Your instructions – Needed from the data below: all lines that contain the word "every".
___ Supplied data ___
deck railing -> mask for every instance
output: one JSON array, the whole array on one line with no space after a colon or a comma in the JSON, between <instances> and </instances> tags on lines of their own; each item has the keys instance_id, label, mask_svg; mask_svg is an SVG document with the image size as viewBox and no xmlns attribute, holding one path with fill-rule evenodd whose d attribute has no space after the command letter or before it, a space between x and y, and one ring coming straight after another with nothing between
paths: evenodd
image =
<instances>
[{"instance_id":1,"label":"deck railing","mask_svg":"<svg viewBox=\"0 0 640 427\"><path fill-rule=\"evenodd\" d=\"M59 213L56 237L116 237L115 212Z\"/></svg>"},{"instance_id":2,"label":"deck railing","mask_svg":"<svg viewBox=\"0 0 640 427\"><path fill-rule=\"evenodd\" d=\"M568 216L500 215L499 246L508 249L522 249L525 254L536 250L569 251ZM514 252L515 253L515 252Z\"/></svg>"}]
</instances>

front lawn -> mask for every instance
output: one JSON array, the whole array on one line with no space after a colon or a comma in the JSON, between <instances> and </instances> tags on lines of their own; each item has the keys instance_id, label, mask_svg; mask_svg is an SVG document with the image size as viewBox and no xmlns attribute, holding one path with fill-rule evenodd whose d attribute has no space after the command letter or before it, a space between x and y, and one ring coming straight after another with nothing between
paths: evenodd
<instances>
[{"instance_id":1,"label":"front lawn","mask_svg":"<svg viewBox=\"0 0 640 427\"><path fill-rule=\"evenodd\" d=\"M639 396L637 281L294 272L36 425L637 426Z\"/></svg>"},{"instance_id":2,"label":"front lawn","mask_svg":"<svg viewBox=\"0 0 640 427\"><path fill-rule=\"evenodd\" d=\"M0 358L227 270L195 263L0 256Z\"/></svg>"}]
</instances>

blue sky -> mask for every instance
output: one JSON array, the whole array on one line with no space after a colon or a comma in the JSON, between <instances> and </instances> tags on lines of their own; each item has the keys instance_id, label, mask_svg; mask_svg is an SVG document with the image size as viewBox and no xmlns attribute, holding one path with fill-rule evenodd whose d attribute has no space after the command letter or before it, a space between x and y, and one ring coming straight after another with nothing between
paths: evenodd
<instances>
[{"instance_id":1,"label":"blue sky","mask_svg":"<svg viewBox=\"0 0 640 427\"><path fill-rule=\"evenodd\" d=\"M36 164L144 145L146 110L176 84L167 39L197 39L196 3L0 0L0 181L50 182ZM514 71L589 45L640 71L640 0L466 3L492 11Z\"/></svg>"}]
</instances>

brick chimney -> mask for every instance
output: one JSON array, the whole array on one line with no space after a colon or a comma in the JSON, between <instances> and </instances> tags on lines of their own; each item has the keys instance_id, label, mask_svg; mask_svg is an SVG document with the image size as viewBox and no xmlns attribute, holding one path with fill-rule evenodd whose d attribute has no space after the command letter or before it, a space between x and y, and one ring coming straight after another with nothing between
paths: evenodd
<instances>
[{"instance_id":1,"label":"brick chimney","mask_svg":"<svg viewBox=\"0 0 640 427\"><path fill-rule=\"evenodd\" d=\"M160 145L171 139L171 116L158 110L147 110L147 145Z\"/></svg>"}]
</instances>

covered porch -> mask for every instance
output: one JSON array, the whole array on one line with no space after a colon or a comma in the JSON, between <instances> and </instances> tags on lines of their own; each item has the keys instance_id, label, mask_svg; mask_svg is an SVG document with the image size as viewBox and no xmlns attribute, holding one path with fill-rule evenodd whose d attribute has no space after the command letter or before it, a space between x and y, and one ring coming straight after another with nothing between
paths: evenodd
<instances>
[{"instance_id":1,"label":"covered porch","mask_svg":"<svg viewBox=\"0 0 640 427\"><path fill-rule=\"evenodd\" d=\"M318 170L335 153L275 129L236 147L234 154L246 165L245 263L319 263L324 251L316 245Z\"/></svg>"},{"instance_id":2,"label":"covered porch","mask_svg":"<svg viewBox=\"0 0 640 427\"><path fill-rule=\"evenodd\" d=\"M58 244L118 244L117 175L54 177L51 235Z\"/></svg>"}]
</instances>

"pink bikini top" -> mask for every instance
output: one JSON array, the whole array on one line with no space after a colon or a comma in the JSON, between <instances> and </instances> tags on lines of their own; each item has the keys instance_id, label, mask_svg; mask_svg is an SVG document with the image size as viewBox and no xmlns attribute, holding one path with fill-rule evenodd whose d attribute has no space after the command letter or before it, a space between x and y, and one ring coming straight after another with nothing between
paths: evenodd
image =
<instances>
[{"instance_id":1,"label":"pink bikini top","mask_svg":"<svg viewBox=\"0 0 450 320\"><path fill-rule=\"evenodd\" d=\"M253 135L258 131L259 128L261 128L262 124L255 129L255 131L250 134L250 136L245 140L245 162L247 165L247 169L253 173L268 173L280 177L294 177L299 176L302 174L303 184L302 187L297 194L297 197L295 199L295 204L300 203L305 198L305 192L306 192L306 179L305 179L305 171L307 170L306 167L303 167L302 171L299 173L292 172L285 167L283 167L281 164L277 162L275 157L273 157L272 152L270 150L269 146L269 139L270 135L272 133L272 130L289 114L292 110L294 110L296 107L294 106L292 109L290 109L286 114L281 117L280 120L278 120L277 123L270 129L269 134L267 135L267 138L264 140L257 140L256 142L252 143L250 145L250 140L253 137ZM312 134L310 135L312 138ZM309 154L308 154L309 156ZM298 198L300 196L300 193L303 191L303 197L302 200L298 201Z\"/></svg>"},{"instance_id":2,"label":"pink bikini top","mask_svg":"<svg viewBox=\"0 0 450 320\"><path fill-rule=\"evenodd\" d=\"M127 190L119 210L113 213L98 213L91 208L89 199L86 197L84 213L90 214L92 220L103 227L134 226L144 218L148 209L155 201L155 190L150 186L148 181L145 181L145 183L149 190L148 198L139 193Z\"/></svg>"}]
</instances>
___
Task output –
deck railing -> mask for every instance
front lawn -> mask for every instance
blue sky -> mask for every instance
brick chimney -> mask for every instance
covered porch -> mask for every instance
"pink bikini top" -> mask for every instance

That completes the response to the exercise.